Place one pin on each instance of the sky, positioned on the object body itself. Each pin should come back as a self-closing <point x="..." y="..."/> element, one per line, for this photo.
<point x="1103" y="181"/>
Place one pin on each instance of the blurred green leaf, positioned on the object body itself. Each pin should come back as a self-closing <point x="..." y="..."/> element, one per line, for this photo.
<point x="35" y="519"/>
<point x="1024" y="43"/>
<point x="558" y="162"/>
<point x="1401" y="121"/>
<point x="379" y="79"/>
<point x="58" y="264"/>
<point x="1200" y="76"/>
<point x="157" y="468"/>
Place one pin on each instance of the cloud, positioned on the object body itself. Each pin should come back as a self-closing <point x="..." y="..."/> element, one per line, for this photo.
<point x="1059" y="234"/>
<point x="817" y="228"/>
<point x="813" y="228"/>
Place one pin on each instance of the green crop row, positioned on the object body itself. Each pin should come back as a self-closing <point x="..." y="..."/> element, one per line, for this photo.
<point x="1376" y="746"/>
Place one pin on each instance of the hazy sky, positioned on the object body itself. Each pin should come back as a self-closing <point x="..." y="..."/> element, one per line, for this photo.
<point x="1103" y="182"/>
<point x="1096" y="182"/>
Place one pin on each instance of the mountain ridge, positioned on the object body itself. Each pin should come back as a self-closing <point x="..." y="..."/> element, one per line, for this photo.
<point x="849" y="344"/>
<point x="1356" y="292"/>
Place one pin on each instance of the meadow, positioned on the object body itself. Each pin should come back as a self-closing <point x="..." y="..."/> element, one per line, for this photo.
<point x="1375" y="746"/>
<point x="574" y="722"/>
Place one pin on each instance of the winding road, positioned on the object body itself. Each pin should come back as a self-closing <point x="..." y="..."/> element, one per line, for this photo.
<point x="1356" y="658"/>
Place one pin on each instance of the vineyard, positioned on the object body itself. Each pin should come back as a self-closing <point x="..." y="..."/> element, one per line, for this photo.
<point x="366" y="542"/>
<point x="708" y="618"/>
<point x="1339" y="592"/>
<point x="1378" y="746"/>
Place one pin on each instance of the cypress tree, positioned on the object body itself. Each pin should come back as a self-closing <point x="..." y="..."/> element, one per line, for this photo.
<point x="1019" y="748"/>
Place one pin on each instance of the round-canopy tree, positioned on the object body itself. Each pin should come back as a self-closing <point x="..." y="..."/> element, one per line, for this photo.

################

Your goal
Output each line of the records above as a JSON list of strings, one string per line, and leave out any blank lines.

Response for this exercise
[
  "Place one pin on each instance of the sky, positioned on the object body itself. Each pin should come back as a self-closing <point x=\"...\" y=\"...\"/> element, one per line, for this photo.",
  "<point x=\"1103\" y=\"181\"/>",
  "Place one pin on each instance of the blurred green leaf, positioned on the object body itself. Each pin should come back as a self-closing <point x=\"...\" y=\"...\"/> element, one per line, for this photo.",
  "<point x=\"35\" y=\"519\"/>",
  "<point x=\"1024\" y=\"43\"/>",
  "<point x=\"558\" y=\"162\"/>",
  "<point x=\"1401\" y=\"121\"/>",
  "<point x=\"379\" y=\"79\"/>",
  "<point x=\"58\" y=\"264\"/>",
  "<point x=\"1200\" y=\"76\"/>",
  "<point x=\"157\" y=\"468\"/>",
  "Place one pin on each instance of the cloud, positioned on the object body itself. Each pin should come back as a self-closing <point x=\"...\" y=\"...\"/> element, one per line, for this photo.",
  "<point x=\"1059\" y=\"234\"/>",
  "<point x=\"817\" y=\"228\"/>",
  "<point x=\"813\" y=\"228\"/>",
  "Place one pin on each instance of the green crop row, positioned on the object body itself. Each pin should come back as a self-closing <point x=\"...\" y=\"...\"/> element, one per line, for this photo.",
  "<point x=\"1376\" y=\"746\"/>",
  "Place one pin on each instance of the hazy sky, positioned on the object body itself. Each pin should come back as a self-closing <point x=\"...\" y=\"...\"/> element, one per line, for this photo.",
  "<point x=\"1103\" y=\"182\"/>",
  "<point x=\"1096\" y=\"182\"/>",
  "Place one pin on each instance of the mountain ridge, positioned on the object body itself. Each pin should come back as a self-closing <point x=\"...\" y=\"...\"/> element, one per line, for this photo.",
  "<point x=\"849\" y=\"344\"/>",
  "<point x=\"1356\" y=\"292\"/>",
  "Place one pin on each instance of the meadow, positioned on the object body itself. Each pin should come back as a self-closing <point x=\"...\" y=\"...\"/> element, one per line, for this photo.",
  "<point x=\"1375\" y=\"746\"/>",
  "<point x=\"574\" y=\"722\"/>",
  "Place one pin on each instance of the winding road, positioned on the object body itself. Each pin should come back as a self-closing <point x=\"...\" y=\"...\"/> element, one per line, for this photo.",
  "<point x=\"1356\" y=\"658\"/>",
  "Place one pin on each instance of the vineyard, positioned on the object body itself. Each pin should come back as a self-closing <point x=\"...\" y=\"...\"/> element, one per line, for this photo.",
  "<point x=\"366\" y=\"542\"/>",
  "<point x=\"708\" y=\"618\"/>",
  "<point x=\"1339\" y=\"592\"/>",
  "<point x=\"1378\" y=\"746\"/>",
  "Place one pin on each instance of the cypress tree, positioned on the object body itself. Each pin should come back as a self-closing <point x=\"...\" y=\"...\"/> element, one per line, for this photo.",
  "<point x=\"1019\" y=\"748\"/>",
  "Place one pin on each instance of the round-canopy tree, positioned on the object body itself. Each pin should come back as a self-closing <point x=\"...\" y=\"...\"/> element, one per line, for this photo."
]